DIRECTIONS FOR THIS TASK: Reproduce the lines below word for word. Begin with the first line and stop after the one containing "xmin=107 ymin=38 xmax=581 ymax=278".

** Start MATERIAL FOR THE TASK **

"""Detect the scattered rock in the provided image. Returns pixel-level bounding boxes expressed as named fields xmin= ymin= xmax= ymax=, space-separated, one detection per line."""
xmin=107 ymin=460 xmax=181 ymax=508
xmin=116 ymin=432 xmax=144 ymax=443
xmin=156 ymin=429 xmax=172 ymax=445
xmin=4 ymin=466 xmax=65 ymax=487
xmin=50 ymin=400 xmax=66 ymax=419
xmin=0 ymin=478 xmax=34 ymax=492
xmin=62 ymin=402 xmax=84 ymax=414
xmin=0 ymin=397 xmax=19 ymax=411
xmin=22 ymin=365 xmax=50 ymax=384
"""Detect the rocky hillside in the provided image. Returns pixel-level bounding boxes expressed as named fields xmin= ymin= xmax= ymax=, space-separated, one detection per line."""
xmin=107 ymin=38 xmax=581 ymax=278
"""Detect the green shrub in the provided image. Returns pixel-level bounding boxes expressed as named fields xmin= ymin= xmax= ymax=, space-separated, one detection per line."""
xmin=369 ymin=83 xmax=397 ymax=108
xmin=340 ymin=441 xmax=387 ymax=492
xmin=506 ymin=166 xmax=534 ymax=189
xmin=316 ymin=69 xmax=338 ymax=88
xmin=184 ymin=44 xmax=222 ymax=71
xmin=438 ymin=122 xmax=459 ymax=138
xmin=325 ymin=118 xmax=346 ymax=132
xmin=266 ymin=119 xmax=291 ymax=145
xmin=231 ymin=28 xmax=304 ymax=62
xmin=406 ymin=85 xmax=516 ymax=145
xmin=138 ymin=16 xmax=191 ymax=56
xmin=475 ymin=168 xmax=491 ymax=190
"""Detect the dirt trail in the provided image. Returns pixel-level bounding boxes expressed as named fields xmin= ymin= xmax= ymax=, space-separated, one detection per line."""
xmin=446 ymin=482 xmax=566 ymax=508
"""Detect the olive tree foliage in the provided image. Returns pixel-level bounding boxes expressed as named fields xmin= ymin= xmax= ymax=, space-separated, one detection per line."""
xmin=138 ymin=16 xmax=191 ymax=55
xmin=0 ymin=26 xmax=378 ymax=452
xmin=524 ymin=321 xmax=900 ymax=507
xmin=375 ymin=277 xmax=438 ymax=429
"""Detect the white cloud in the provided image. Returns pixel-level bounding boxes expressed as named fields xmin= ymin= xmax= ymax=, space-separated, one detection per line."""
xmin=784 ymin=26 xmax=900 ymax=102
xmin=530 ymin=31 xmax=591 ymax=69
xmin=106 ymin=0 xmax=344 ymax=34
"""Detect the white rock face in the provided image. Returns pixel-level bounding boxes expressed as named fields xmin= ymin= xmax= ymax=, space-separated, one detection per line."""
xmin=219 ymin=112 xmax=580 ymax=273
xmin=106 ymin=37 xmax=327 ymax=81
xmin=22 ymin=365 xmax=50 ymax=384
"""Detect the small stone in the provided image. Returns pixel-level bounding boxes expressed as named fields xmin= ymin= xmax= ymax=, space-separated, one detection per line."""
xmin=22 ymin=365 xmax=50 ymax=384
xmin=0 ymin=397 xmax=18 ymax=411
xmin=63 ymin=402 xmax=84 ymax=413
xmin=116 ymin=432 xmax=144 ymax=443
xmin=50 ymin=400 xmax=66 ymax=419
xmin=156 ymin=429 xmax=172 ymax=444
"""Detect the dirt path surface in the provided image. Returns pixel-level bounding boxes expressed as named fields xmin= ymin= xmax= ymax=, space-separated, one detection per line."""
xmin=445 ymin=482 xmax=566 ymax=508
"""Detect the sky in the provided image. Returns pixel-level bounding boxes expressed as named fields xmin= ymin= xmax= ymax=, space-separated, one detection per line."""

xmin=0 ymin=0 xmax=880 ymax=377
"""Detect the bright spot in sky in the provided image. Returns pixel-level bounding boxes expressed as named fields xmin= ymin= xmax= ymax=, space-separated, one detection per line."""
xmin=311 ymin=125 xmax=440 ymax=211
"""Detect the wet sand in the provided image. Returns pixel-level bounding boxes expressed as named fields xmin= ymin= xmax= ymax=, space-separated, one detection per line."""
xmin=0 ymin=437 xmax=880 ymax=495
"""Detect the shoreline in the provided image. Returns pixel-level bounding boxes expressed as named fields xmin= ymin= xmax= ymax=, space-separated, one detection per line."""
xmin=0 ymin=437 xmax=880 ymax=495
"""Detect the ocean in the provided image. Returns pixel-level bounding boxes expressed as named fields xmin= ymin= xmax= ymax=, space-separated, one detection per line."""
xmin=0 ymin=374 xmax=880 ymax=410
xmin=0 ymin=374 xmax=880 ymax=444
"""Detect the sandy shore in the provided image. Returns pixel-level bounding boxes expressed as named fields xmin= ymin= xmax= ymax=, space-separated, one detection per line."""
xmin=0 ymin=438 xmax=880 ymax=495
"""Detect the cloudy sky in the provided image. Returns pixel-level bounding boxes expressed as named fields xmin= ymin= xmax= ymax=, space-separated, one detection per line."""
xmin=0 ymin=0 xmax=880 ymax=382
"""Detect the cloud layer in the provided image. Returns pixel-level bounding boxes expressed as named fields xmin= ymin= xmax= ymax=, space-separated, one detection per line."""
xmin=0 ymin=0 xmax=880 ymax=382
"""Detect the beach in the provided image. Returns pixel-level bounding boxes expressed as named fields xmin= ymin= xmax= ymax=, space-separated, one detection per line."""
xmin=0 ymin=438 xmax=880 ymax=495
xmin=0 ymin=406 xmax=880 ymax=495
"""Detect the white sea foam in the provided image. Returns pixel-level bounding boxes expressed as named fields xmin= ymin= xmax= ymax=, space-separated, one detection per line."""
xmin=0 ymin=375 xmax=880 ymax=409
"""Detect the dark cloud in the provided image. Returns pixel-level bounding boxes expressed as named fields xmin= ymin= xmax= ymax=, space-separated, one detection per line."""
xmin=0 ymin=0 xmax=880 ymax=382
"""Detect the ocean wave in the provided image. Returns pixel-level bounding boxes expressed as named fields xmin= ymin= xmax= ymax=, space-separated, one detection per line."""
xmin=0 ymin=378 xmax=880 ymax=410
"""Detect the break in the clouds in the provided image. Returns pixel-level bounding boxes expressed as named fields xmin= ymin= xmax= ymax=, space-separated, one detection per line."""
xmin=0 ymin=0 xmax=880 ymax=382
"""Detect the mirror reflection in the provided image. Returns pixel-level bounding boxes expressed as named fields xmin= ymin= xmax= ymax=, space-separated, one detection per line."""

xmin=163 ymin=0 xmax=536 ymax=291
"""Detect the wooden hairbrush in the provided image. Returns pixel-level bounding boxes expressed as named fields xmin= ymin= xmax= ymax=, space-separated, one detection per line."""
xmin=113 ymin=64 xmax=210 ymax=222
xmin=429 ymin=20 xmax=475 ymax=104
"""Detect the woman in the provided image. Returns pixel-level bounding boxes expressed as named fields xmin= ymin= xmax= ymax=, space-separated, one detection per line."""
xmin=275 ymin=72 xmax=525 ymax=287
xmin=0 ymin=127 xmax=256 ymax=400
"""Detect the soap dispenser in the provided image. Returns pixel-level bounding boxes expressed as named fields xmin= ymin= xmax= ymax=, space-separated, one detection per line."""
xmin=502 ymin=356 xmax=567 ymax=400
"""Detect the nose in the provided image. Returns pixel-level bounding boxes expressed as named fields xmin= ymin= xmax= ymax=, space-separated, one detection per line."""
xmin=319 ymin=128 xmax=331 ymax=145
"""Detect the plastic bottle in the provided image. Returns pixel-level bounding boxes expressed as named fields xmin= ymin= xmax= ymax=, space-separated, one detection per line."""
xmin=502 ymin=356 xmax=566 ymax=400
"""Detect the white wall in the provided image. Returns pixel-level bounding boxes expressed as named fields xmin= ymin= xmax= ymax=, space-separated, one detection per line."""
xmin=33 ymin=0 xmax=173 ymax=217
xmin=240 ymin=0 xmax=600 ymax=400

** End MATERIAL FOR THE TASK **

WRITTEN SOLUTION:
"""Detect the scattered rock in the provided image. Returns pixel-level bounding boxes expressed as named fields xmin= ymin= xmax= ymax=, space-separated, one detection per line."""
xmin=107 ymin=460 xmax=181 ymax=508
xmin=116 ymin=432 xmax=144 ymax=443
xmin=156 ymin=429 xmax=172 ymax=445
xmin=4 ymin=466 xmax=65 ymax=487
xmin=50 ymin=400 xmax=66 ymax=419
xmin=0 ymin=478 xmax=34 ymax=492
xmin=62 ymin=402 xmax=84 ymax=414
xmin=0 ymin=397 xmax=19 ymax=411
xmin=22 ymin=365 xmax=50 ymax=384
"""Detect the rocky hillside in the provided image. Returns pixel-level bounding boxes expressed as named fields xmin= ymin= xmax= ymax=, space-separated, one detection per line."""
xmin=107 ymin=38 xmax=581 ymax=278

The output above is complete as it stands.